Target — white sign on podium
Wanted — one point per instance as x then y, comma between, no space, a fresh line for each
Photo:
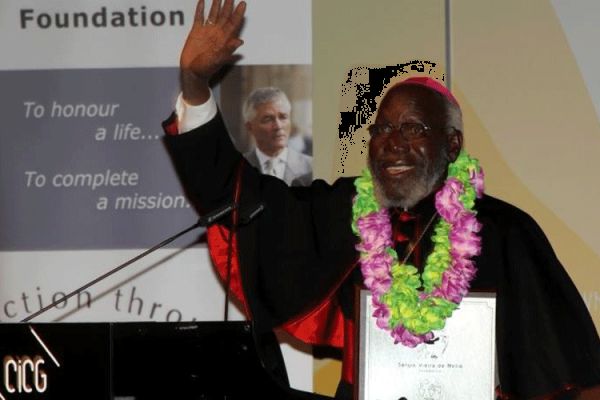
460,364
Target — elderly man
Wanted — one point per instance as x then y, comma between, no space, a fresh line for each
267,119
297,264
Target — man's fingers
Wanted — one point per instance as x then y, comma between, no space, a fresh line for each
213,14
235,22
199,13
225,11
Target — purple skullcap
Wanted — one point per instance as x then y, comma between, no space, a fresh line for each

· · · · · · ·

GOAL OF THE EXERCISE
Repeat the rows starting at the one containing "Target — man's fingers" and ending at the last row, swapping "fresh line" for "separate line" and leaving everything else unchanged.

PROBLEM SOLUTION
Target — man's fingers
Wanted — one point per instance as x then y, comma between, no space, a separate line for each
213,14
235,22
199,13
225,11
Target — purple skullcap
Wanted — one point per instance as x then y, comma between, no space, a separate line for each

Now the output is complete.